▶ **Instructions to follow**:
Please reproduce the part of the book description below, starting with "Maya Shanbhag Lang" and going on through "living with Alzheimer’s.", word for word.

▶ **Source**:
##########
If our family stories shape us, what happens when we learn those stories were never true? Who do we become when we shed our illusions about the past?
 
Maya Shanbhag Lang grew up idolizing her brilliant mother, an accomplished physician who immigrated to the United States from India and completed her residency all while raising her children and keeping a traditional Indian home. Maya’s mother had always been a source of support—until Maya became a mother herself. Then the parent who had once been so capable and attentive became suddenly and inexplicably unavailable. Struggling to understand this abrupt change while raising her own young child, Maya searches for answers and soon learns that her mother is living with Alzheimer’s.
 
Unable to remember or keep track of the stories she once told her daughter—stories about her life in India, why she immigrated, and her experience of motherhood—Maya’s mother divulges secrets about her past that force Maya to reexamine their relationship. It becomes clear that Maya never really knew her mother, despite their close bond. Absorbing, moving, and raw, What We Carry is a memoir about mothers and daughters, lies and truths, receiving and giving care, and how we cannot grow up until we fully understand the people who raised us. It is a beautiful examination of the weight we shoulder as women and an exploration of how to finally set our burdens down.
##########
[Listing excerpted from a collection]
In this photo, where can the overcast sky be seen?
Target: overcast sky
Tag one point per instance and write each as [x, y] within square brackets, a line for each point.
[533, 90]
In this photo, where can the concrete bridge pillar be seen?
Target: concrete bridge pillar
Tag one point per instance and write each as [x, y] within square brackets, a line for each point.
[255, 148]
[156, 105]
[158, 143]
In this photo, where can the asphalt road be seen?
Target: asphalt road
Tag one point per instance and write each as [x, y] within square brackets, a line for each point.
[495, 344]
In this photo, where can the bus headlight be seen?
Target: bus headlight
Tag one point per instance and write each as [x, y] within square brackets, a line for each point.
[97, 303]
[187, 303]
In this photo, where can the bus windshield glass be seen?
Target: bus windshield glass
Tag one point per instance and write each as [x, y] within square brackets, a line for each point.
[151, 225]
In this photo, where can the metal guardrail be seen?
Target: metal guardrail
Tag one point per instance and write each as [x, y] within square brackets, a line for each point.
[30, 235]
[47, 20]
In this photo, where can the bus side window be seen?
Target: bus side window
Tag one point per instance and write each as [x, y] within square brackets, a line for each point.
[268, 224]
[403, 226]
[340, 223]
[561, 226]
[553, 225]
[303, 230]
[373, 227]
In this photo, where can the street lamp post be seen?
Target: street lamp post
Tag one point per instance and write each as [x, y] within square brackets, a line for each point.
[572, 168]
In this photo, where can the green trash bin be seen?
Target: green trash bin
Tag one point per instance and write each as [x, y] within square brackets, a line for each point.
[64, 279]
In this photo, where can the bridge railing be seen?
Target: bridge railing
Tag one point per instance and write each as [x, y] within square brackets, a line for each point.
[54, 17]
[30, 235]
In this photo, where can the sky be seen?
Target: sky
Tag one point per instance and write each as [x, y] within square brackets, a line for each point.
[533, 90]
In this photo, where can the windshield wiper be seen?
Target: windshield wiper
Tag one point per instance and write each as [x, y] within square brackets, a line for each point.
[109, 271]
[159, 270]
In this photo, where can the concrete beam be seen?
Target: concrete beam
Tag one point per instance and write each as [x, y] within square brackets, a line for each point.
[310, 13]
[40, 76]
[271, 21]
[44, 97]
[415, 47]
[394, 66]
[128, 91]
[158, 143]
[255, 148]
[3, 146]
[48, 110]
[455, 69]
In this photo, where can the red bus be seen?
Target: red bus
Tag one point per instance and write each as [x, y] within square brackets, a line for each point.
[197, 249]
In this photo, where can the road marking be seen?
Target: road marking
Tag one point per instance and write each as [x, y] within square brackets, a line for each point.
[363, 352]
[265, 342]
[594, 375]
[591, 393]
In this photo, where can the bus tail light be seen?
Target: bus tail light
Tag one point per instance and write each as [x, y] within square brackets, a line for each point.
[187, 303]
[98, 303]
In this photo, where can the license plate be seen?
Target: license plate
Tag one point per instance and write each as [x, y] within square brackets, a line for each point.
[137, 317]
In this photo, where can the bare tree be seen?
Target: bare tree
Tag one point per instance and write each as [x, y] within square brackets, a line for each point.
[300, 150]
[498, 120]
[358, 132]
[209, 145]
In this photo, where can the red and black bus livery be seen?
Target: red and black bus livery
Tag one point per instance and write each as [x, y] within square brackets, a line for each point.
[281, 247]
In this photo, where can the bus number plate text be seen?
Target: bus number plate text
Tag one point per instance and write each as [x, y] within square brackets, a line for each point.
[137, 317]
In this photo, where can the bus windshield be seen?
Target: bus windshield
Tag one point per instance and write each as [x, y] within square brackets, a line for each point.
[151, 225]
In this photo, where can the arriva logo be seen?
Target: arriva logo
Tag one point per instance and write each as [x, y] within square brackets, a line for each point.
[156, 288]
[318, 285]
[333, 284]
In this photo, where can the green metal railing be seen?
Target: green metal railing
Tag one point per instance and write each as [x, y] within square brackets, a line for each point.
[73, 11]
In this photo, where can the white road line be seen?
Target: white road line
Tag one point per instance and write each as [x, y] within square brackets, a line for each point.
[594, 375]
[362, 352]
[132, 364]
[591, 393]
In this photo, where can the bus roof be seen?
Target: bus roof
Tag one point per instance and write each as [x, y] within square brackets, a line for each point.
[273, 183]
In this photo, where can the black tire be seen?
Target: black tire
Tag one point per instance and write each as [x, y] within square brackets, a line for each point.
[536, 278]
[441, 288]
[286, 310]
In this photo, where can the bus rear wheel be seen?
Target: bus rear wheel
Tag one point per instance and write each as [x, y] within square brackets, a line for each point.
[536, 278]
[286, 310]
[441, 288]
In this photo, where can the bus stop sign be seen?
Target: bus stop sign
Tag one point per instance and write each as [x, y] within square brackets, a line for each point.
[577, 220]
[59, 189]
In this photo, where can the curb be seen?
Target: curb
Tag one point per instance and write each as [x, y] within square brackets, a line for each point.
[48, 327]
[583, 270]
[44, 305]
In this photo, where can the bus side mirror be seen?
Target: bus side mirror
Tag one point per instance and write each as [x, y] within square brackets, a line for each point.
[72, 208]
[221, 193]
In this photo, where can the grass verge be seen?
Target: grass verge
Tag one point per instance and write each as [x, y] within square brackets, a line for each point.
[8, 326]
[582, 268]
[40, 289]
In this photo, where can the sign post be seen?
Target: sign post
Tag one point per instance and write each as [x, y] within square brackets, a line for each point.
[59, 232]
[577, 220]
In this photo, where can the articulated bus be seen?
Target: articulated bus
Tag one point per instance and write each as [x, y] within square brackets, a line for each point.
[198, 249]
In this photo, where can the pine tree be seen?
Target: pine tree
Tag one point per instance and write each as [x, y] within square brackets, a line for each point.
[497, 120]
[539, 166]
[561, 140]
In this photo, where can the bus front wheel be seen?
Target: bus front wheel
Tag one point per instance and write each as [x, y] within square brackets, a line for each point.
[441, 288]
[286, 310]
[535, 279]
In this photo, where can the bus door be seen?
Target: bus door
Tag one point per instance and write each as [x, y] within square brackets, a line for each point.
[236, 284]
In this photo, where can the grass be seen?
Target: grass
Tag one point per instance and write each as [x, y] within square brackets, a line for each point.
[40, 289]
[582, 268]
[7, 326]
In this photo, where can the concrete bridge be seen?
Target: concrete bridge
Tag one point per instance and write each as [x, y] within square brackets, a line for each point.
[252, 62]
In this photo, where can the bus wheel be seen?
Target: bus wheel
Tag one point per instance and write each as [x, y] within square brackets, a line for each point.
##########
▶ **Exercise answer**:
Maya Shanbhag Lang grew up idolizing her brilliant mother, an accomplished physician who immigrated to the United States from India and completed her residency all while raising her children and keeping a traditional Indian home. Maya’s mother had always been a source of support—until Maya became a mother herself. Then the parent who had once been so capable and attentive became suddenly and inexplicably unavailable. Struggling to understand this abrupt change while raising her own young child, Maya searches for answers and soon learns that her mother is living with Alzheimer’s.